(Saved data entries)
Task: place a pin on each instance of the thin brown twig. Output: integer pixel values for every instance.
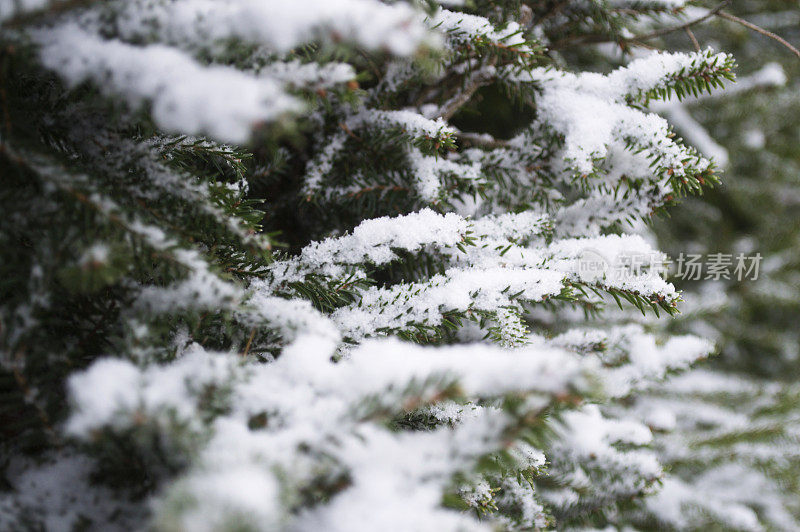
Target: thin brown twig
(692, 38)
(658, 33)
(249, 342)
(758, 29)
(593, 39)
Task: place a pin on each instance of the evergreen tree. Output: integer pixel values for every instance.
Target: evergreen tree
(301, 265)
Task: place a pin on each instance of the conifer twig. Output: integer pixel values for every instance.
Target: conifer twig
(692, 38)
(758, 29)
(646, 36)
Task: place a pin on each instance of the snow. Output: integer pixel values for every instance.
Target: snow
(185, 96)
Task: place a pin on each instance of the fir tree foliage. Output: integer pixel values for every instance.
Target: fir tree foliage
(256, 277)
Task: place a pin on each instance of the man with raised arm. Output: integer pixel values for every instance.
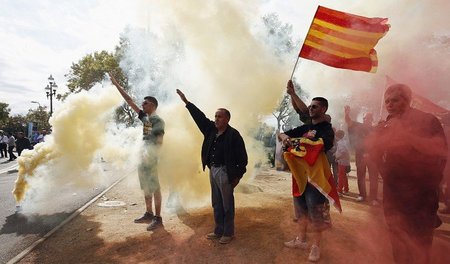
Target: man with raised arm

TASK INSTRUCTIONS:
Determine how many lines above have the string "each" and output nothing besides the count.

EXERCISE RESULT:
6